-- BEGIN Record list --

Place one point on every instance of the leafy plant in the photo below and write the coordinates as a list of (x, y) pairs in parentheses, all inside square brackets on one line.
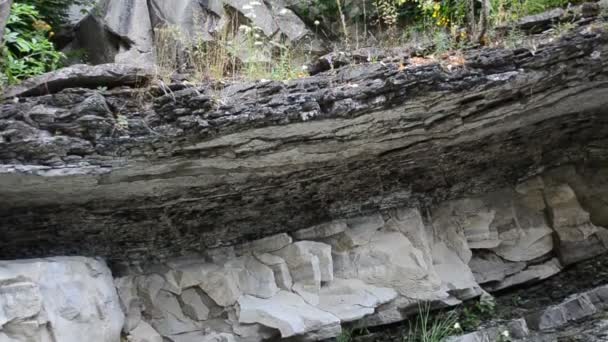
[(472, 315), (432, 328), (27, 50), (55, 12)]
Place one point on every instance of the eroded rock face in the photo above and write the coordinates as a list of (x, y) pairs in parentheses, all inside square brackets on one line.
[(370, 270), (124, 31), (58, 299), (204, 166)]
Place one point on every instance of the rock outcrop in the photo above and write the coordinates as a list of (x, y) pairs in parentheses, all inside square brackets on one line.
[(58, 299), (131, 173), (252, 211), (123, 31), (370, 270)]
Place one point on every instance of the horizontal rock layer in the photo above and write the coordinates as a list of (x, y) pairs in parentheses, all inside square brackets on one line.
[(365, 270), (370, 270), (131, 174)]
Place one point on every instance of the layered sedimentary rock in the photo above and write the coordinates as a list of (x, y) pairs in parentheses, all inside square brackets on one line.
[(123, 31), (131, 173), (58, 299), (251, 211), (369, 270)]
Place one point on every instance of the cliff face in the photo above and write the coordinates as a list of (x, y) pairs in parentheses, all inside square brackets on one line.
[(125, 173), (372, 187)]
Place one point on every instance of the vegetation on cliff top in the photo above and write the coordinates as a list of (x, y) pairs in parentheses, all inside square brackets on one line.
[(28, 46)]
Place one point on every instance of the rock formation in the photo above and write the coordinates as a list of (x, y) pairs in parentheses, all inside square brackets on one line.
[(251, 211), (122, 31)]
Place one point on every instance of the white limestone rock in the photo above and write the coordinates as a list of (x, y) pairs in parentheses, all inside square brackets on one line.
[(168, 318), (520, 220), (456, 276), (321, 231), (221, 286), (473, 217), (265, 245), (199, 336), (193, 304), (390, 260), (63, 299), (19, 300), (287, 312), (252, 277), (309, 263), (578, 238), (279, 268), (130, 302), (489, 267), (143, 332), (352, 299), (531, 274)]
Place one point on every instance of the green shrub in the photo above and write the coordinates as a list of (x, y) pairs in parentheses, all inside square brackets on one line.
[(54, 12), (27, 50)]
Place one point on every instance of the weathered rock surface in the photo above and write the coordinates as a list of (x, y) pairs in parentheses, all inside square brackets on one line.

-- END Record list --

▶ _Exercise objective_
Reproduce every record word for word. The copy must contain no pictures.

▶ _Problem solution_
Place one point on every instance of the leafy plant in the photo below and write the coordinates as a list of (x, y) pairs in parentheses, all inside square brackets on one line.
[(472, 315), (432, 328), (27, 50), (55, 12)]
Place one point on every instance of the eroded rock face in the photo above and write the coordinates as a list of (x, y) pairs in parentheses, all inside square brackets on one line.
[(370, 270), (124, 31), (58, 299), (204, 166)]
Place one point on every instance of the rock outcrop in the photo above and write the coordinates as a list of (x, y) pairs in parentheses, all inside square brackets on one line.
[(58, 299), (131, 173), (252, 211), (123, 31), (370, 270)]
Place one point on every instance of the horizontal rock layer in the photo above and write the coordinates as a list of (x, y) pairs in parentheses, all inside square brackets on one line.
[(365, 270), (370, 270), (131, 174)]
Place one point on every instance of the layered sedimentary rock in the photo above and write the coordinates as a list of (x, y) pairs in parentheses, all inside square brackets on one line.
[(123, 31), (131, 173), (58, 299), (251, 211), (369, 270)]
Place one point on every instance of the cliff face in the photo above and write the coordinates as a list of (x, y) pairs in parentheses, all inside square brackets on one line.
[(125, 173), (372, 187)]
Place one point on every instance of the vegetation on cliff top in the photo above and write the coordinates as a list of (x, y) pairs in parentheses, all inside square brackets on one line.
[(28, 46)]
Place one point on every instance of the rock formation in the photo above and write the coordinates as a list of (x, y) pairs in parentheses, all inside square brackets on one line.
[(251, 211), (122, 31)]
Place one point on every instance of the white limestone rock in the photo above and write the coordinates as a list of (x, y) pairs in parentheses, all inside square brackets on one line.
[(168, 318), (520, 220), (456, 276), (321, 231), (221, 286), (473, 217), (265, 245), (199, 336), (193, 304), (390, 260), (63, 299), (19, 300), (287, 312), (252, 277), (309, 263), (578, 238), (279, 268), (130, 302), (489, 267), (143, 332), (352, 299), (531, 274)]
Place one point on every instance of the green shrub in the photo above and write the coordinates as a list of (x, y) pairs in parentheses, all inside square brackets on one line.
[(54, 12), (27, 50)]
Place one point on every instance of the weathered rock surface in the photo above and write the coordinates as a list of (x, y) pairs in parentheses, all inside square brackets on one line.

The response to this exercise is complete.